* **What the task requires**:
Could you write out every line of the entries below again, requests included, scaling each bounding-box coordinate by 0.35 and rounding it to a whole number, with halves rounding up?

* **Supplied records**:
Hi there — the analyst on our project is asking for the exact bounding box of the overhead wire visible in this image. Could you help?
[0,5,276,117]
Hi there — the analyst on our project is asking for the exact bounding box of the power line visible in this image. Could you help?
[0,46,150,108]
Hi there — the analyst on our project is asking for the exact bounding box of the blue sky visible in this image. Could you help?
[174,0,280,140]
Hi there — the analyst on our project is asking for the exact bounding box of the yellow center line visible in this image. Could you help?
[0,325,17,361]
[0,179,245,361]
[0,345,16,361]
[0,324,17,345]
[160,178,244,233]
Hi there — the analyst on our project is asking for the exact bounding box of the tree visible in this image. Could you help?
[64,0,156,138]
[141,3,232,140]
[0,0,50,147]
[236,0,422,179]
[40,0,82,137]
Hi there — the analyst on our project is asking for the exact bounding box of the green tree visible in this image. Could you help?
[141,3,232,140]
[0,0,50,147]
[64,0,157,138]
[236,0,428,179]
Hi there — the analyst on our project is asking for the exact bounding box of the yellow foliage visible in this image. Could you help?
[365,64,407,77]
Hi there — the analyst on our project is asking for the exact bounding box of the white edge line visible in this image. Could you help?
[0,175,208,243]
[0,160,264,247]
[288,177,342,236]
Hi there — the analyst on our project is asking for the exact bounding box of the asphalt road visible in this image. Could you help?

* **Output for this exercise**:
Hi there — the analyst on our project is asking for the exact bounding box of the overhead wire visible in this image. Could you help?
[0,2,97,41]
Hi there — the analyst on our project is asking for the exact bounding box of the power line visible in this image. Could you help?
[0,16,53,38]
Hi there — the analyst on our project is asking for the exact bounding box of the blue sky visible in this image. Could you help?
[61,0,98,49]
Hi there — the analyst on our project is asking for the exact bounding box of the yellow center line visible in this image. Could you help?
[0,114,6,126]
[0,63,86,126]
[0,121,6,126]
[0,113,6,121]
[56,62,85,82]
Hi there — the analyst on our project is asking for the exact bounding box of the tree visible in this image. Could you help?
[22,0,55,48]
[49,1,81,49]
[0,0,18,51]
[83,0,148,63]
[14,0,29,48]
Hi there — the analyst on our project is asking for the exact bounding box of the green tree visible in this image. Could you help?
[49,1,81,49]
[0,0,18,51]
[22,0,55,48]
[83,0,150,63]
Hi there — the analyst on our project is asking for the exact bounding box of the yellow foliage visible in this image. Could you help?
[128,22,142,27]
Hi there — the analyst on our project is asking for the exact bounding box of the white edge line visible in this image. Could you help?
[0,61,73,85]
[0,56,92,86]
[101,62,120,83]
Hi there — the analyst on our project is asking for the exact bounding box of the asphalt road visible in this image. Could you help?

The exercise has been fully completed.